▶ **EXCERPTED TEXT**
'''

Shortly–i.e., any minute now–I’ll be heading out on a brief road trip with friends. I’m not a “full-time traveler,” like some sporty young people these days, flinging themselves across the globe to taste turgid well water from Tibetan monasteries buried in snow and silence. No, but perhaps I’m a part time traveler.

Seneca, a Stoic I mentioned in my last post, said, “To be everywhere is to be nowhere. People who spend their whole lives traveling abroad end up having plenty of places where they can find hospitality but no real friendships.”

Maybe I haven’t traveled enough, but I disagree with Seneca.

I’ve traveled alone, as when I flew to England, and the sight of travelers spilled like marbles into bus terminals and airports has troubled me. I’m lost in their anonymity. The way they feel like ghosts. And the gray impersonal walls of the terminals feel alien, smeared with the presence of people passing by but never staying.

The road, at times, has a has a lonesome murmur.

'''

▶ **WORK TO BE COMPLETED**
Answer these about the excerpt on travel:
1. What kind of traveler does the writer say they might be?
2. How is Seneca described?
3. Where did the writer fly alone?
The records that follow come from a different source than this excerpt.

▶ **EXERCISE DATA**
'''

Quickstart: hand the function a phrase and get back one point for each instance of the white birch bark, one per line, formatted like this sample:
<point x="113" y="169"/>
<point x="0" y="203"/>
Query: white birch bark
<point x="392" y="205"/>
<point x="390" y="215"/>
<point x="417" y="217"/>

'''

▶ **SOLVED PROBLEM**
1. A part time traveler
2. As a Stoic
3. England